■ **Data supplied**
%%

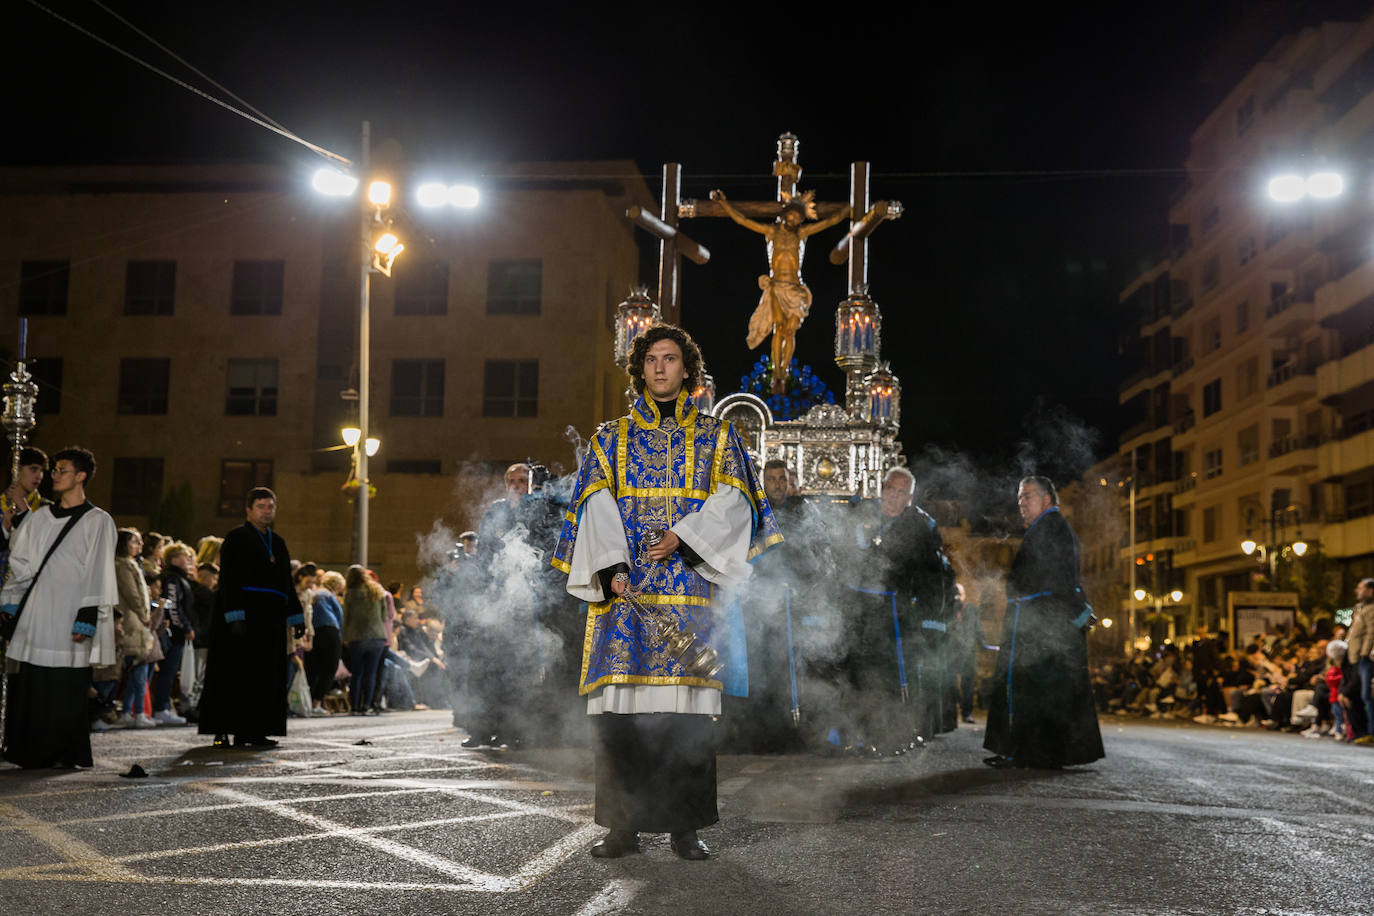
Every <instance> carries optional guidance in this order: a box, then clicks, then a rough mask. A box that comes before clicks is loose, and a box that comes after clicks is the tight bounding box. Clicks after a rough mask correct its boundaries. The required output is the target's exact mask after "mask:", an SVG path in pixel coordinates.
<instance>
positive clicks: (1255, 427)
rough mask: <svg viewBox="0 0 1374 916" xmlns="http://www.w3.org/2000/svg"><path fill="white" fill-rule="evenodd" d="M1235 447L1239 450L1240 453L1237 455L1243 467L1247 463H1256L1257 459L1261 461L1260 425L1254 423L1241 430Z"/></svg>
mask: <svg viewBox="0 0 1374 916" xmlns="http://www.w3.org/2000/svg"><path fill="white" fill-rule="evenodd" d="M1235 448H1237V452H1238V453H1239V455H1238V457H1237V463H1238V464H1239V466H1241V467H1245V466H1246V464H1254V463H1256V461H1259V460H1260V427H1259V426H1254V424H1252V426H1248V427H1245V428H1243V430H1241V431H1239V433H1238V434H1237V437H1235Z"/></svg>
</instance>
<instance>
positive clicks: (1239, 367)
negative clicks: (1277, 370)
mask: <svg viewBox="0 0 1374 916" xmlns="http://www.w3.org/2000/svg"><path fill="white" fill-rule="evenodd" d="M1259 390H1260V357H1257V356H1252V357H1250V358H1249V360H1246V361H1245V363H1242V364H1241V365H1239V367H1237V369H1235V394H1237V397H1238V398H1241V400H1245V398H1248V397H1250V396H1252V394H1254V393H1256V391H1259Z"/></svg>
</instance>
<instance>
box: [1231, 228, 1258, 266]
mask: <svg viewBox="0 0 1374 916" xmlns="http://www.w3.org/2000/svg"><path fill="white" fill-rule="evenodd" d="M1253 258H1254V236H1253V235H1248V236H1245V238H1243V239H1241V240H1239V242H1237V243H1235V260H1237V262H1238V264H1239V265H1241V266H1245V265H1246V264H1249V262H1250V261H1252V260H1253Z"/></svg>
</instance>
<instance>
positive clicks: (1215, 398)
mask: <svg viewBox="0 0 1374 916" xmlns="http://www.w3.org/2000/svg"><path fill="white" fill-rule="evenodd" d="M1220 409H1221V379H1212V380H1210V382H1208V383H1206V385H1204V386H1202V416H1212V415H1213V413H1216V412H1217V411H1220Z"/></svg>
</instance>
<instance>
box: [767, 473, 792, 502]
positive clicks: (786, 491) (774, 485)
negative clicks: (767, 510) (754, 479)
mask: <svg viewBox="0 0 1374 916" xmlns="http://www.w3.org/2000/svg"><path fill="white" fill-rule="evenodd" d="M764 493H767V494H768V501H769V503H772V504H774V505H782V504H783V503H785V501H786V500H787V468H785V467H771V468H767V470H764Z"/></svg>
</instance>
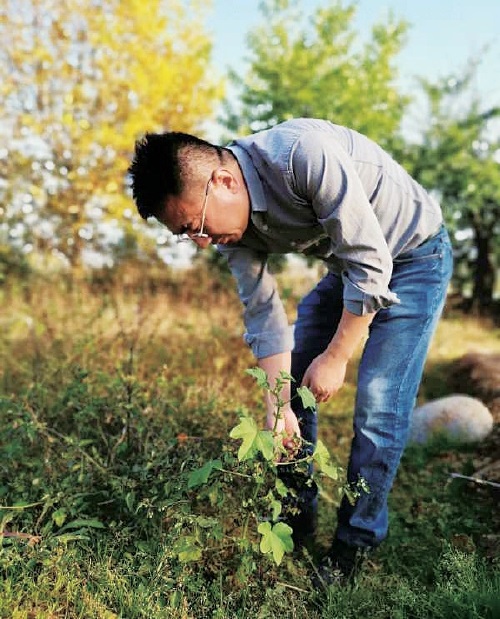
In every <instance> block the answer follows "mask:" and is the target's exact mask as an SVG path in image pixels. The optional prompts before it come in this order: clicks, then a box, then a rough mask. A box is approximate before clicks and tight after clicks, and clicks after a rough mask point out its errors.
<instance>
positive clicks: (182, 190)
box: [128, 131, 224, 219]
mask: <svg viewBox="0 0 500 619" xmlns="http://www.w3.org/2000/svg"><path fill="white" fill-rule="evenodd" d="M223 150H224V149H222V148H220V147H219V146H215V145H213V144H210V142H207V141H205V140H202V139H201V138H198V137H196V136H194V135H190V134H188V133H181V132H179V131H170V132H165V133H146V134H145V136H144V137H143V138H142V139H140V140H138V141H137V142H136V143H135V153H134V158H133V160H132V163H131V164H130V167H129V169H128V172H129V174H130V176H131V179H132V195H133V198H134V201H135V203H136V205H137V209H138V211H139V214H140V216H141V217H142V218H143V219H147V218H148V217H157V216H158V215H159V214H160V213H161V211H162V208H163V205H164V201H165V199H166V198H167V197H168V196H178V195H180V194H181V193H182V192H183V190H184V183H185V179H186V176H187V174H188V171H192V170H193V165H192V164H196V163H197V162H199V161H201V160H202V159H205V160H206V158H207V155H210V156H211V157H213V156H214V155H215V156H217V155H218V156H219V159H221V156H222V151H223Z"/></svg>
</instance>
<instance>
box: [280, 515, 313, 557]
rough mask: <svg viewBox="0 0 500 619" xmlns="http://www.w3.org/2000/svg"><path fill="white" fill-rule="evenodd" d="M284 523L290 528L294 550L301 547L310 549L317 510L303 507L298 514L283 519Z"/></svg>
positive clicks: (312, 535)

%%
%%

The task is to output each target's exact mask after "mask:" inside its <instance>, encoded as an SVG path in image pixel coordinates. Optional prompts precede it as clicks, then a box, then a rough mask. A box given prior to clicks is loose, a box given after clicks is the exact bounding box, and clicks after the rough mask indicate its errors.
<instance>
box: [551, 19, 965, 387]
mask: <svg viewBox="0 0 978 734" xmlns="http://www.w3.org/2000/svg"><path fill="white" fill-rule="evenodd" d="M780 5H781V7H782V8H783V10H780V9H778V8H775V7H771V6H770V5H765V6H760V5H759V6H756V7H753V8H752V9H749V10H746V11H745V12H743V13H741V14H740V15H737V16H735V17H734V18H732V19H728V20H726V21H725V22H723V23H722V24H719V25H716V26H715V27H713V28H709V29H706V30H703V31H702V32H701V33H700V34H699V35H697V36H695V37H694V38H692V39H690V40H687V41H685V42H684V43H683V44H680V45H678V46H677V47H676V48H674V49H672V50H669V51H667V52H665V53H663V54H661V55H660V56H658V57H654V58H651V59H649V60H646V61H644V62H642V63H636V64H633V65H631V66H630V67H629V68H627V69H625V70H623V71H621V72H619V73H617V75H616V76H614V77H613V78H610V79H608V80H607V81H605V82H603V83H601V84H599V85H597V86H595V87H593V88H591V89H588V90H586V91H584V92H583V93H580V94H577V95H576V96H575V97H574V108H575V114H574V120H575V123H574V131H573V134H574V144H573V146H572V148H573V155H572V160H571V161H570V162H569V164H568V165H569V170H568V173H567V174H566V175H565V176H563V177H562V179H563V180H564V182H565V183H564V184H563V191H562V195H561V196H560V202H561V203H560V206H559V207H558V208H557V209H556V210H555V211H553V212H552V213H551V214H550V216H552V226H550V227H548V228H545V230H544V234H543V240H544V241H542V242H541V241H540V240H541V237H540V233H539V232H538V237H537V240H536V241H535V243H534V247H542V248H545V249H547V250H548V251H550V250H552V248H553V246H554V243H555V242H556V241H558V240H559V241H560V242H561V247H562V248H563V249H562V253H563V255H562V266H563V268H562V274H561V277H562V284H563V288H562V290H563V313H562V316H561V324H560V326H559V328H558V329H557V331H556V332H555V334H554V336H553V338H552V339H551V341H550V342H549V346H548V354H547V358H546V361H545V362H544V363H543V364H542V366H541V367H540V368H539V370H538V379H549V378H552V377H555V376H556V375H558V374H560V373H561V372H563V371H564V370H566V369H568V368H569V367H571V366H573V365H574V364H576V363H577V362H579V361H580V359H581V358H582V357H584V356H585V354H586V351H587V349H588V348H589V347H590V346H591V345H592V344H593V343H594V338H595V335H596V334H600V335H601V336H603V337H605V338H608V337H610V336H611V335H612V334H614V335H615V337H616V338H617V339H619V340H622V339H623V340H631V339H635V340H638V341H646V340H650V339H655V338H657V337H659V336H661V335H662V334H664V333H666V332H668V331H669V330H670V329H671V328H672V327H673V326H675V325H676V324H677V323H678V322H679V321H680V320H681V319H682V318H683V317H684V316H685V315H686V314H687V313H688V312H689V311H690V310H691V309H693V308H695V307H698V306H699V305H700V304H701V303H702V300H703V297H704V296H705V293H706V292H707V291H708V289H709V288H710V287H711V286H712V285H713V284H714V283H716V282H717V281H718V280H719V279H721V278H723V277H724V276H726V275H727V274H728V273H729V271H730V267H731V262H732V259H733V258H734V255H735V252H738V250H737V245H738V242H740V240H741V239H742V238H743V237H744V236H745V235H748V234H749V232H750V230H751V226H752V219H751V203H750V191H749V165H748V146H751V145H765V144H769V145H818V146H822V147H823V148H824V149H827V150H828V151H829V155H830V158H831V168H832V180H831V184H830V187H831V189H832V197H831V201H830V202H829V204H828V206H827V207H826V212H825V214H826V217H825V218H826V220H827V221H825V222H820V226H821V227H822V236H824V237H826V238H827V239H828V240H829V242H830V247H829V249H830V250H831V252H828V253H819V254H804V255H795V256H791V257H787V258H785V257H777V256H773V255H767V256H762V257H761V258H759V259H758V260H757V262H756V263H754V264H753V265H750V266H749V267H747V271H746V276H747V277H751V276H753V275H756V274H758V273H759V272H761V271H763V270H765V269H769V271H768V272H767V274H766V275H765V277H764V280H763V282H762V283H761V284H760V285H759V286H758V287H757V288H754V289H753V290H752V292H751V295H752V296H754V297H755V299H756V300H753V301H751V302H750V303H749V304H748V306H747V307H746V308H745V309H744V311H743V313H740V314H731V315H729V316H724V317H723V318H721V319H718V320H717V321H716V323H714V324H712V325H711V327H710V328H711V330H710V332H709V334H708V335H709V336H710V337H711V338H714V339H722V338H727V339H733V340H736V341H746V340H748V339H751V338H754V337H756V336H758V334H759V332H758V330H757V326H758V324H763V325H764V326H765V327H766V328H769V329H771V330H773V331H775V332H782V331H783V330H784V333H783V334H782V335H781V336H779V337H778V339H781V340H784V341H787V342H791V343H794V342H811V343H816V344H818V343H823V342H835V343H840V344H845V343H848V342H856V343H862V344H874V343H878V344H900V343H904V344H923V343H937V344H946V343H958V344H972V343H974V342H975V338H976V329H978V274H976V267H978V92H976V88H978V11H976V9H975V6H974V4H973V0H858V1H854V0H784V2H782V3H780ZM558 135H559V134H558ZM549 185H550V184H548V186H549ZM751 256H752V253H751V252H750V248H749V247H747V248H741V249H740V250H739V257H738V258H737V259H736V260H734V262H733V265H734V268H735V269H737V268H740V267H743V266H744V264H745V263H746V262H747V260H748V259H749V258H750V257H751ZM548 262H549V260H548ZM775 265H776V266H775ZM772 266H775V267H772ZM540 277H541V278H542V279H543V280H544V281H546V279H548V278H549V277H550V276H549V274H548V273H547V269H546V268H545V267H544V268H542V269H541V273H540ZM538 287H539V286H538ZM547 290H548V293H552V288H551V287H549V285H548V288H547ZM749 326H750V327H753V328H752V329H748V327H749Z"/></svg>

%%

■ **Work required**
Gather every line of the records that contains the word "clicks".

■ **Answer box**
Every <instance> carries optional guidance in this order: a box, then clicks, then a rough mask. A box that comes before clicks is loose, and a box that comes after clicks is the tight bounding box. Clicks after a rough mask correct its boundaries. The required output is the target's exact mask after "mask:", an SVG path in pixel coordinates.
positive clicks: (1255, 427)
positive clicks: (1239, 367)
negative clicks: (1277, 370)
positive clicks: (1215, 398)
positive clicks: (786, 491) (774, 485)
negative clicks: (767, 510) (754, 479)
In every <instance> block the answer follows "mask:" and is the target's exact mask as an SVG path in image pixels. The optional prompts before it come in this order: clicks, then a box, then a rough mask. A box is approximate before clicks and tight after clicks, and clicks after a rough mask point out its errors.
positive clicks: (182, 190)
positive clicks: (312, 535)
The task is to output each target's exact mask after "mask:" inside its <instance>, encoded as an SVG path in image pixel coordinates. Optional prompts precede it as clicks, then a box, then a rough mask. A box given prior to clicks is loose, a box given after clicks is the exact bounding box, and clicks after the rough mask indicate its errors.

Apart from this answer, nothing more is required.